## [Do this]
Show every line in the entries below that contains the word "instance". Case counts.

## [Source records]
◇ ◇ ◇ ◇
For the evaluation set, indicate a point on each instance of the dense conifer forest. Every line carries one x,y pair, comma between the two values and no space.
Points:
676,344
◇ ◇ ◇ ◇
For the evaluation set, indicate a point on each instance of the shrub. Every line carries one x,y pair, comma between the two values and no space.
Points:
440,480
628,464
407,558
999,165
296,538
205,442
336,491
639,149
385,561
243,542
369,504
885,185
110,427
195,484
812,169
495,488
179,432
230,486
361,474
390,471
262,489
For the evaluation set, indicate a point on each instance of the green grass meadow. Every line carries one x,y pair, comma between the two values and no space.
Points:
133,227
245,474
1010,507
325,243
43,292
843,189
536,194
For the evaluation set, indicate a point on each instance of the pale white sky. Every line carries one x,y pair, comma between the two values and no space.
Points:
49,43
◇ ◇ ◇ ◇
## [Task result]
For the evaluation set, indicate a point on each instance of the dense conifer forest. Every line carries one x,y pair, comma between the two values and no space.
For the evaluation set, indicate a point on each instance of the shrub. Every line carries one x,y pair, comma between the two values and no space.
For the evaluation set, indicate a point on each instance of the green grass meadow. Every line carries one x,y pair, comma between the two values and no space.
For the evaluation set, indicate a point on each instance of the pale white sky. Every line carries one x,y pair, comma between the two values and no space.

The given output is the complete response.